[STATED TASK 1]
In the clustering thread, how many different clustering runs does Paul have results of?

[EXCERPT]
(begin)

4 Replies Latest reply: May 10, 2012 4:08 AM by 920802

Clustering

Hello,

I have results of 10 different clustering runs.
Now I want to compare them - which are similar (level % of similarity) and which are different.
I know how to compare 2 clusters (simple case), but how to make it for 10 and build a rank of similarity ??
Any idea ?

Paul.
• 1. Re: Clustering
Paul,

Can you be more specific about what exactly you are trying to achieve? What are the differences among the 10 runs? Do you use different settings or different data?
To compare 2 different models, one can consider things like:
1. How similar the hierarchical trees are (depth, branching out)
2. The distribution of data records among clusters (avg, min, max, etc.)
3. If you have class labels, calculate cluster purity - how many of the points within a cluster belong to the same class on average

Lastly, if you have the same data across models, you can use the cluster assignments of 2 models and calculate what percentage of the points fall in the same clusters. To do that you can consider all possible pairs and count how many pairs fall in the same cluster in both models.

I hope this helps,

Boriana
• 2. Re: Clustering
Boriana,

Thanks for answer. I'm trying to focus on results.
I want to calculate the ratio of id, which falls into the same cluster in each run and pick 2 runs most similar.
I can produce sql who compares results of two runs.

(end)

[STATED TASK 2]
Scale the records from the line with "Find the autumn" up to and including the line with "[577,0,834,351]", writing out only those lines. Keep each request line as it is, and multiply every bounding box coordinate by 1.55, rounding to whole numbers with halves going up.

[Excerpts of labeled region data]
(begin)

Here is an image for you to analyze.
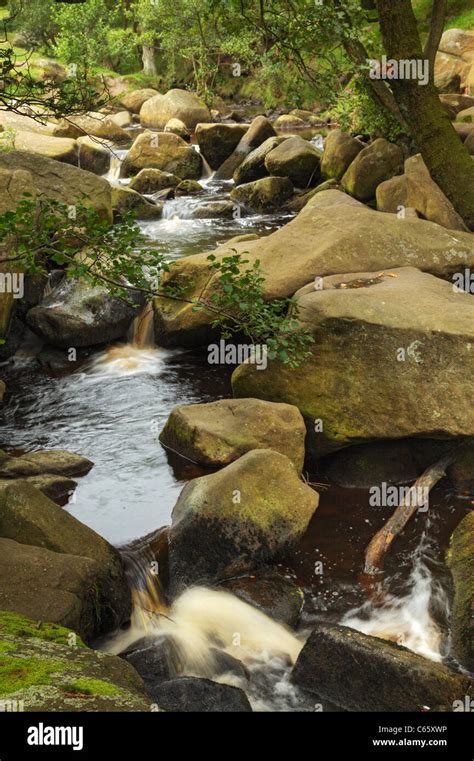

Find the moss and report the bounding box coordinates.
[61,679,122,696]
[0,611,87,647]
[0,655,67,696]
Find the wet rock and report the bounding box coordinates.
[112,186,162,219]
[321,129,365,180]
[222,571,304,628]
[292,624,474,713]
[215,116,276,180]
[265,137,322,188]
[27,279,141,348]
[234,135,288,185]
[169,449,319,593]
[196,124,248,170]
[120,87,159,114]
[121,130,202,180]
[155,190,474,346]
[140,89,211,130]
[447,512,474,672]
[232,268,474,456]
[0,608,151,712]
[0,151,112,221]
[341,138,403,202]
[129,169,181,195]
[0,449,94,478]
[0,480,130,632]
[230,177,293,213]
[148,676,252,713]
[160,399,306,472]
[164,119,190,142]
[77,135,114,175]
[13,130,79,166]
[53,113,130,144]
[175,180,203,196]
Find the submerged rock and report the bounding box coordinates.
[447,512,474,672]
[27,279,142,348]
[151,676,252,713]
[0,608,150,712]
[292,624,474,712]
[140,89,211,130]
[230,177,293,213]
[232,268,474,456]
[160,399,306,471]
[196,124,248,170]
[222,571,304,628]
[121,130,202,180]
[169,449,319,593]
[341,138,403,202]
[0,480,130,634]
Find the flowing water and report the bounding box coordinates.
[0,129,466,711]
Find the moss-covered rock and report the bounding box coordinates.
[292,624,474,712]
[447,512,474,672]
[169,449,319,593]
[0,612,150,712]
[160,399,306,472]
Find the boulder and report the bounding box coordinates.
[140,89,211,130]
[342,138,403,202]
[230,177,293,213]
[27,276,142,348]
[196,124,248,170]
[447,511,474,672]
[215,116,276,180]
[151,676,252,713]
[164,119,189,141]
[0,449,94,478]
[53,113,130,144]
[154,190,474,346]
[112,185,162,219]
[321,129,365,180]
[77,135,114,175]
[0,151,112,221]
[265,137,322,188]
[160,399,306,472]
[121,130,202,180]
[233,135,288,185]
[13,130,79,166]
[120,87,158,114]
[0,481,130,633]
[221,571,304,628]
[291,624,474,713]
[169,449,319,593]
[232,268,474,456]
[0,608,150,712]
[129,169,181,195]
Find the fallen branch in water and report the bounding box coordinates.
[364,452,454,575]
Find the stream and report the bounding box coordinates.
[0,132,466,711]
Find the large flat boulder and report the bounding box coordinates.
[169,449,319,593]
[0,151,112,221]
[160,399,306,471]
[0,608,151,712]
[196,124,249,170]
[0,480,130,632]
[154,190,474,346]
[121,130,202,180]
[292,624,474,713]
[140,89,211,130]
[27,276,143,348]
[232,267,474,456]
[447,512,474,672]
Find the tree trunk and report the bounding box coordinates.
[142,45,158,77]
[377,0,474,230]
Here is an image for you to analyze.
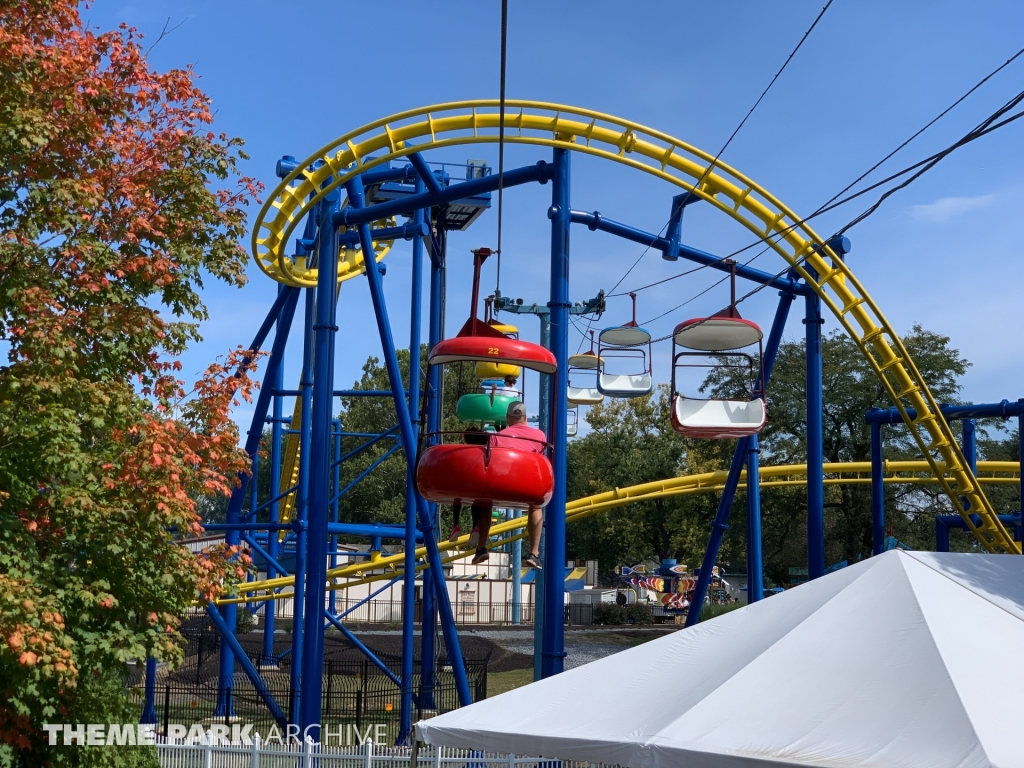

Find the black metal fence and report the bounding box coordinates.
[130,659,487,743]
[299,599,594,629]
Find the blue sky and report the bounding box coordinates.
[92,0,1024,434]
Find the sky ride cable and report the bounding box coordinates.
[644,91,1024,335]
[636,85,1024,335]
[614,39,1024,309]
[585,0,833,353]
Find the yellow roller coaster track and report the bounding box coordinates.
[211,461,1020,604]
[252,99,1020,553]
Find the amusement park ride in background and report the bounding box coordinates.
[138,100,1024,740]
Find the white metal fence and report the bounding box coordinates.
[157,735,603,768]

(end)
(begin)

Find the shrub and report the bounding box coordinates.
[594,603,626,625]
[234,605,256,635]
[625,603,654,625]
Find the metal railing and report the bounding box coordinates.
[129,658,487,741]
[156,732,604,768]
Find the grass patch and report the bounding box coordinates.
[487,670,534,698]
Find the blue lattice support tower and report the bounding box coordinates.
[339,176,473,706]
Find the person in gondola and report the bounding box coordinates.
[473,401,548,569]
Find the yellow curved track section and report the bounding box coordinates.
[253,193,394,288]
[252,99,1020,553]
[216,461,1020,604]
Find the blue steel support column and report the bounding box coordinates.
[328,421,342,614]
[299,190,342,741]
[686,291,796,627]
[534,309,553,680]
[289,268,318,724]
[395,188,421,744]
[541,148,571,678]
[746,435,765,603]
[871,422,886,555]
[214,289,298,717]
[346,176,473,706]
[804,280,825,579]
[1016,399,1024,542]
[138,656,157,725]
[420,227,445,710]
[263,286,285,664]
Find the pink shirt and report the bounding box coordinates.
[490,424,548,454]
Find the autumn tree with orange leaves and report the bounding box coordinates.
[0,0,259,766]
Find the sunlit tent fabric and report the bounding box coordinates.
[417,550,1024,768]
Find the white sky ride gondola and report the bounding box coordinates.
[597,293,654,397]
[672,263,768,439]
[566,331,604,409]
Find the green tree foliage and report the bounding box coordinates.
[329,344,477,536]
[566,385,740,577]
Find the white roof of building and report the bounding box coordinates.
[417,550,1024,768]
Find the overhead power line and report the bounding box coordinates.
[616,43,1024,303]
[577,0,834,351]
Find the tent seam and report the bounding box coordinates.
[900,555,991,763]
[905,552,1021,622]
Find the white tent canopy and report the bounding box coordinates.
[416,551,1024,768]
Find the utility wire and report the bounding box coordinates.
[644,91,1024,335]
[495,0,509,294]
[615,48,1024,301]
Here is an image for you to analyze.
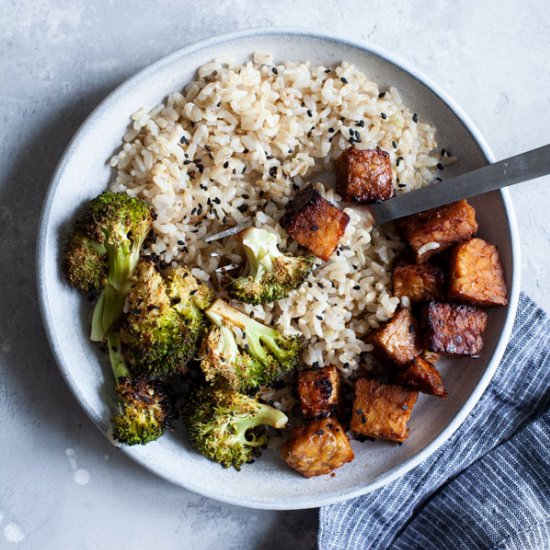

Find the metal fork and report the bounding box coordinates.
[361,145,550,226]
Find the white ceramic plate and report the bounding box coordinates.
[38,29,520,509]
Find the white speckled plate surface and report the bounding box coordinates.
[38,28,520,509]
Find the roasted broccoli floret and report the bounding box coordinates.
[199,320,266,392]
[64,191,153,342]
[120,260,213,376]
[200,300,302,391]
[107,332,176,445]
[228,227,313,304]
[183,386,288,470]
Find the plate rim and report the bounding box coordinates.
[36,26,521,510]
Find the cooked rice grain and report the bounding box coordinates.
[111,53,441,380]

(end)

[RESPONSE 1]
10

[RESPONSE 2]
Find the autumn tree with orange leaves and report the bounding box coordinates.
[0,0,401,1187]
Find the sunlit tent fabric and report the bounding box coordinates.
[646,853,1587,1190]
Find the white sky ride gondola and report the bounding box coordinates.
[925,454,1014,615]
[1042,408,1190,680]
[877,513,936,634]
Find the green tree foliage and report the bounding box coordinates.
[510,533,739,831]
[877,597,1147,894]
Find the white roof of building and report the bounding box coordinates.
[646,853,1587,1190]
Find the overhead power line and report the bounding box coordinates.
[955,67,1587,470]
[894,0,1293,544]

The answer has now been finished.